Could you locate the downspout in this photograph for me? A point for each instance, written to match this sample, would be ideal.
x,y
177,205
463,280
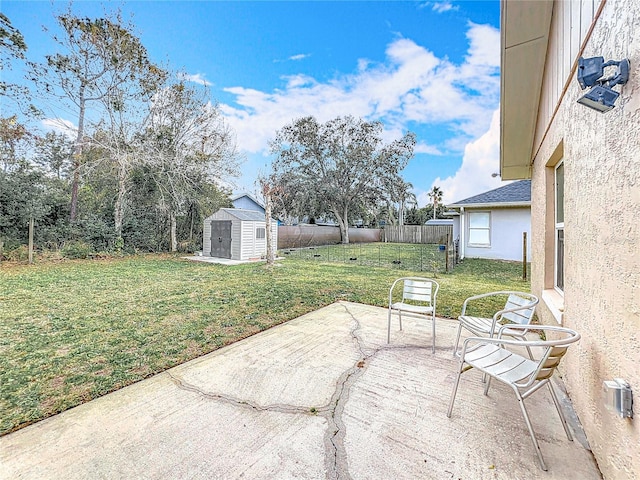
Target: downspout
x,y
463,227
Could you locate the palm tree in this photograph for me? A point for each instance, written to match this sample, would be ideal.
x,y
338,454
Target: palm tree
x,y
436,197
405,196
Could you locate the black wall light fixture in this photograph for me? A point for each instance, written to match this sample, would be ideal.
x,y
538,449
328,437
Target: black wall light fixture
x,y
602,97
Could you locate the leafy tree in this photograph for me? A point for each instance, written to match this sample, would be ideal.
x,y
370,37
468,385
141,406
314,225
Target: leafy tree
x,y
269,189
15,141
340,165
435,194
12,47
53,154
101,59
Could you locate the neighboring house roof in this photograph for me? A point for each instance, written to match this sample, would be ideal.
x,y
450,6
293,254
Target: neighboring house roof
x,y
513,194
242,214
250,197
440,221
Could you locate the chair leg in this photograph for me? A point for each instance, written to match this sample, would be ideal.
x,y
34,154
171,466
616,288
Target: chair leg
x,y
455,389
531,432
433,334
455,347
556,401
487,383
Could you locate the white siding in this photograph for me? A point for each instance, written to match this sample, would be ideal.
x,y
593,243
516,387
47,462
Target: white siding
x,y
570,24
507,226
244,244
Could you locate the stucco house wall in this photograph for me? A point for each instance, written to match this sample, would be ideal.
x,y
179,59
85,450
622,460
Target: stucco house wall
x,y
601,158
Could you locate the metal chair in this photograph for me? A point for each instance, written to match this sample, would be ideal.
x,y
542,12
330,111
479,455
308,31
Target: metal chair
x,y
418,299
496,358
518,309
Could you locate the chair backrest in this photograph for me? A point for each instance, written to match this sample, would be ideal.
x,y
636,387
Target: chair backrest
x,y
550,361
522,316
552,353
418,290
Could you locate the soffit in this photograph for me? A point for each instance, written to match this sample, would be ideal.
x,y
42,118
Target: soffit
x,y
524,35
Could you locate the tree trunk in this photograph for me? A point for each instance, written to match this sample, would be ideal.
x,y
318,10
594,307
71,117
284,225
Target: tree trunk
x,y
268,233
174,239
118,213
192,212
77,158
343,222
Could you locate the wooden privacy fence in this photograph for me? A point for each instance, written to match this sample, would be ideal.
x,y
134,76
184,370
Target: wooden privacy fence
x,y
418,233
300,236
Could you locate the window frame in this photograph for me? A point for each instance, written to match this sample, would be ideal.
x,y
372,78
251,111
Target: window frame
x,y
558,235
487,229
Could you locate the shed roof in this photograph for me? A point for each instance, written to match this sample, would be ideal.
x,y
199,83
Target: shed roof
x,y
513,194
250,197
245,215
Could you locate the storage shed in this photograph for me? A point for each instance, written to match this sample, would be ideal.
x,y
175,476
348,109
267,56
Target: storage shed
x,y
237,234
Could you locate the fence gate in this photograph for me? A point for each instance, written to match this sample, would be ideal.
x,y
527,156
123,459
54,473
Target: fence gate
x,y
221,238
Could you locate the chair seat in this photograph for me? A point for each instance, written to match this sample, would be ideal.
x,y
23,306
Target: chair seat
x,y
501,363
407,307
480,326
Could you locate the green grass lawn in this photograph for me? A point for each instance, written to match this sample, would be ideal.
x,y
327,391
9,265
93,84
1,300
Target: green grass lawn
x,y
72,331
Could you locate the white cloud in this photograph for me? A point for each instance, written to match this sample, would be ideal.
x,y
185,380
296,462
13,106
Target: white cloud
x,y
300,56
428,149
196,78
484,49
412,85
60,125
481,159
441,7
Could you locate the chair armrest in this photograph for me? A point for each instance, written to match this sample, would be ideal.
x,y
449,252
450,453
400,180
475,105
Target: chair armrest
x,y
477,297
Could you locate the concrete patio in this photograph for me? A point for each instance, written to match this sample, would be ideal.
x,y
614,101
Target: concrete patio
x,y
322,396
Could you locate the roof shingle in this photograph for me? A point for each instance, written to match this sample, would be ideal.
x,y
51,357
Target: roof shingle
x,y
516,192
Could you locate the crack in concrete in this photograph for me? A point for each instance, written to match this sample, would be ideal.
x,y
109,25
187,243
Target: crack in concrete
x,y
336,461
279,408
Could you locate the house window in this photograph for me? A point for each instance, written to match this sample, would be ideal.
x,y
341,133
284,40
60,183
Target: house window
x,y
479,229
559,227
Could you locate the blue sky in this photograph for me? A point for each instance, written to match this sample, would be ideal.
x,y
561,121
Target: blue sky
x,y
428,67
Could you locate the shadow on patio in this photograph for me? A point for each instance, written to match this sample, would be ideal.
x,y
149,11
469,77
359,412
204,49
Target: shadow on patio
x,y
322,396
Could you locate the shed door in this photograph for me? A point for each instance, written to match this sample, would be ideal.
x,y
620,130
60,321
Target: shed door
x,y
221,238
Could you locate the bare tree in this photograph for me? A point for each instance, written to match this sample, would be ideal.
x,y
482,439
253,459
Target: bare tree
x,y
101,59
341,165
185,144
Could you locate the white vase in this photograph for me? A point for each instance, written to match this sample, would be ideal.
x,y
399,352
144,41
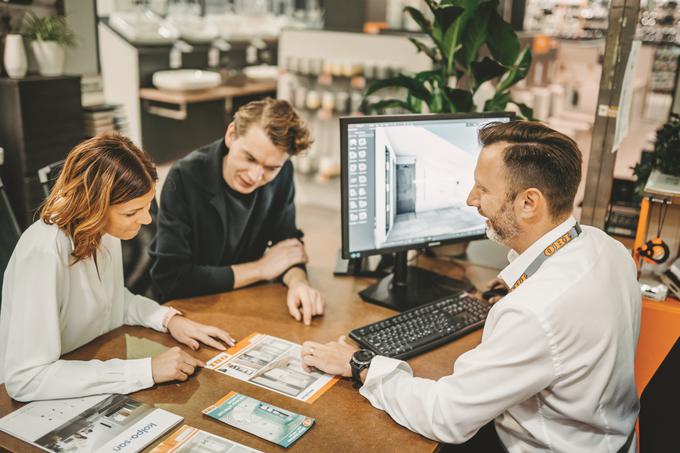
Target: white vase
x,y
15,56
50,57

----

§ **Exercise instructions**
Please rewrite the entire listing above with every "photograph" changed to "photo" and nothing else altered. Leave out the pictures.

§ **Solution to the problem**
Could you locate the downspout in this photo for me? A point for each instance, written to match this sample, would be ideal.
x,y
177,205
463,280
Target: downspout
x,y
463,227
Could you locate the palm tree in this photo for me? A point for each instance, written to match this sample, would be ideal.
x,y
338,454
Target: palm tree
x,y
436,197
405,196
Could you locate the black wall light fixture in this photo for me? A point for each instance, written to match this sample, would be ideal.
x,y
538,449
328,437
Target: black wall light fixture
x,y
602,97
Could you locate the leafy tree in this photo for me? A point for each instance, written to match this sample, would be ideal.
x,y
370,37
468,385
141,406
314,225
Target: leafy tree
x,y
269,189
15,141
340,165
435,194
12,47
53,154
101,59
Could you locate the neighboring house roof in this photo for me? A point for each instance, written to match this sample, would be ideal.
x,y
450,6
293,254
Target: neighboring house roof
x,y
513,194
242,214
250,197
440,221
Could you locate the chair leg in this photo for me? A point for each instance, written to match this sample, would be ideal.
x,y
34,154
171,466
616,288
Target: chair leg
x,y
455,389
531,432
433,334
455,347
556,401
487,383
Could you locate the white siding in this photo for me? A point for each instance, written to match this sample, would be ideal.
x,y
593,243
516,387
47,462
Target: white siding
x,y
570,24
507,226
244,244
Could you locate the stucco house wall in this photo for me? A point for each instance, written to match this sample, would be ideal.
x,y
179,59
85,450
622,460
Target: stucco house wall
x,y
601,158
Could you locate the metal chair in this photo for me? A point for each instance, written to match this sample, would be ideal.
x,y
542,12
330,111
479,455
308,31
Target: metal chair
x,y
418,299
496,358
518,309
Could you locate the chair backrest in this photo for me? A point for each instance, written to match this sample, would be ideal.
x,y
636,387
Target: chair backrest
x,y
550,361
522,316
552,353
418,290
Could you locate the soffit in this photo for me? A point for each instance, written to match this sample, would be ideal.
x,y
42,118
Target: soffit
x,y
524,35
Could you locate the tree trunk in this photo for me? A point for each instance, written to match this sample, would be ideal.
x,y
318,10
594,307
71,117
284,225
Target: tree trunk
x,y
268,233
174,239
118,213
192,212
77,158
343,222
Could you locate the wooden privacy fence in this photo for me? A point for each instance, written to match this sample, would be ideal.
x,y
134,76
184,370
Target: wooden privacy fence
x,y
418,233
300,236
Could you locate the window frame in this photo for me? A point for each instance, written to match this sample, would be ideal.
x,y
372,78
251,111
Target: window frame
x,y
558,235
487,229
Could you locate the shed roof in this photo for me? A point for each instance, written to match this sample, would be ideal.
x,y
199,83
Target: shed roof
x,y
513,194
250,197
245,215
Could you locate the storage shed in this photo for me? A point for each instance, written to match this sample, would be ideal.
x,y
175,476
348,109
267,56
Target: storage shed
x,y
237,234
Could you locate the fence gate in this photo for me? A point for each instance, written to match this sample, would be ideal.
x,y
527,156
123,459
54,473
Target: fence gate
x,y
221,238
Could you locate the chair seat in this photo for me? A point for each instance, written to match this sample, would be ideal.
x,y
23,306
Target: chair seat
x,y
501,363
407,307
480,326
Could you locate the green grass lawn in this photo for me? A point for each instance, written to match this sample, would be ideal.
x,y
327,391
9,265
93,84
1,300
Target: green grass lawn
x,y
72,331
Could you locate the white cloud in this photo for me? A point for each instance, written to match this sample, would be ideal.
x,y
185,380
296,462
13,106
Target: white cloud
x,y
300,56
428,149
196,78
484,49
412,85
60,125
481,159
441,7
Could you locate the chair armrest in this photo for me? A point for each instance, written to match this sample, would be ideal.
x,y
449,252
450,453
400,180
475,105
Target: chair armrest
x,y
477,297
Could you locate the concrete patio in this photo for me? A point for each instance, written to match this sample, would be ideal.
x,y
614,101
Target: concrete patio
x,y
322,396
Could you locate the roof shingle in this photo for me? A point for each instance, written to match this sample, would be ideal.
x,y
51,357
Target: roof shingle
x,y
516,192
Could you locate the crack in concrete in this photo for me? A point for each instance, written to match this sample, would be ideal.
x,y
109,25
187,243
Target: crack in concrete
x,y
336,461
279,408
Could you locate the house window in this photo for me? A point for each instance, written to match this sample, would be ideal.
x,y
341,133
284,40
60,183
Target: house window
x,y
479,229
559,227
Could you locate the blue sky in this photo for me? A point for each instance, written to match this sample, would be ideal.
x,y
561,121
Target: blue sky
x,y
428,67
Could you locate the shadow on patio in this photo for me? A point for each instance, written to match this sample, would be ideal.
x,y
149,11
469,77
359,412
204,49
Target: shadow on patio
x,y
322,396
Could you locate the shed door in this photo for me? A point for each instance, written to match this sample, would be ideal.
x,y
620,130
60,321
Target: shed door
x,y
221,238
Could you locate the bare tree in this photo for me? A point for each instance, written to match this sample, would be ideal.
x,y
482,439
253,459
Target: bare tree
x,y
101,59
341,165
185,144
Could you locate the white vase in this photo for me? A point for each instance, written to match this sample, would be ideal.
x,y
399,352
144,41
Target: white vase
x,y
15,56
50,57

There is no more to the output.